ENTRÉE:
━━━
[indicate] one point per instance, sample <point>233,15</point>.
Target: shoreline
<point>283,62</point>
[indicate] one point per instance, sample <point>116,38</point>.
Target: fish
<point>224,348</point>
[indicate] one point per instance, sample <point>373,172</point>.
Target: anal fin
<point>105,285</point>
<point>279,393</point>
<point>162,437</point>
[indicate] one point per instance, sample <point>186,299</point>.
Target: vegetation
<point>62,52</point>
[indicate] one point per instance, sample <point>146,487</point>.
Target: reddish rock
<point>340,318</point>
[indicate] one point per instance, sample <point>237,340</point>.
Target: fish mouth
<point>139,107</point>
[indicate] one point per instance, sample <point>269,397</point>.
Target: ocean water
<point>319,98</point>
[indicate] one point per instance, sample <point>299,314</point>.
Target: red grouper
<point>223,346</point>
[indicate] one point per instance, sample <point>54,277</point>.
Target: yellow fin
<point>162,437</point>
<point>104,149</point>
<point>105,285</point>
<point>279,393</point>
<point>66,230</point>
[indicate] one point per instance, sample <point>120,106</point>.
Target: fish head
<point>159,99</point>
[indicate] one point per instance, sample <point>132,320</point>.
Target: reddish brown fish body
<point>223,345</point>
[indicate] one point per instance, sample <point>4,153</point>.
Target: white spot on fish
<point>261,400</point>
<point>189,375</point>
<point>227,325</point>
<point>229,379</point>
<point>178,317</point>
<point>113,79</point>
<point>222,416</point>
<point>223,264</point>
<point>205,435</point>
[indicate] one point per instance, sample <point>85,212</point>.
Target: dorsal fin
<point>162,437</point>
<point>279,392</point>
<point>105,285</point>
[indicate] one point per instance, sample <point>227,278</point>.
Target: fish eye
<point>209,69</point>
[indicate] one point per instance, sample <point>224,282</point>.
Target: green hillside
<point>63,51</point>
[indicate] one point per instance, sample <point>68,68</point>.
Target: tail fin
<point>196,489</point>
━━━
TÂCHE À RÉALISER: Recopiez mot pour mot tous les enregistrements ci-dessus, sans rien y changer.

RÉPONSE DE L'EXERCICE:
[indicate] one point per instance, sample <point>233,15</point>.
Target: shoreline
<point>283,62</point>
[indicate] one point per instance, sample <point>116,38</point>.
Target: fish
<point>224,348</point>
[indicate] one point per instance, sample <point>373,172</point>.
Target: anal fin
<point>105,285</point>
<point>279,393</point>
<point>162,437</point>
[indicate] one point per instance, sample <point>186,299</point>.
Target: vegetation
<point>62,52</point>
[indicate] one point per instance, sample <point>146,487</point>.
Target: reddish rock
<point>340,318</point>
[indicate] one point per instance, sample <point>237,340</point>.
Target: fish mouth
<point>139,107</point>
[indicate] one point per instance, sample <point>269,397</point>.
Target: ocean water
<point>319,98</point>
[indicate] one point per instance, sample <point>299,314</point>.
Target: red grouper
<point>223,346</point>
[indicate] one point per instance, sample <point>54,277</point>.
Target: yellow fin
<point>162,437</point>
<point>104,149</point>
<point>105,285</point>
<point>279,393</point>
<point>66,230</point>
[indicate] one point per instance, sample <point>120,106</point>.
Target: fish head
<point>159,99</point>
[indicate] one point per instance, sample <point>132,320</point>.
Target: reddish brown fish body
<point>223,345</point>
[indicate] one point per instance, sample <point>4,153</point>.
Target: white spot on fish
<point>261,400</point>
<point>189,375</point>
<point>227,325</point>
<point>229,379</point>
<point>178,317</point>
<point>113,79</point>
<point>222,416</point>
<point>223,264</point>
<point>205,435</point>
[indicate] one point per instance, sample <point>85,212</point>.
Target: dorsal fin
<point>162,437</point>
<point>279,392</point>
<point>105,285</point>
[indicate] one point per instance, sample <point>227,278</point>.
Target: fish eye
<point>209,69</point>
[indicate] one point per instance, sample <point>224,282</point>.
Target: green hillside
<point>63,51</point>
[indicate] one point per instance, sample <point>68,68</point>.
Target: tail fin
<point>196,489</point>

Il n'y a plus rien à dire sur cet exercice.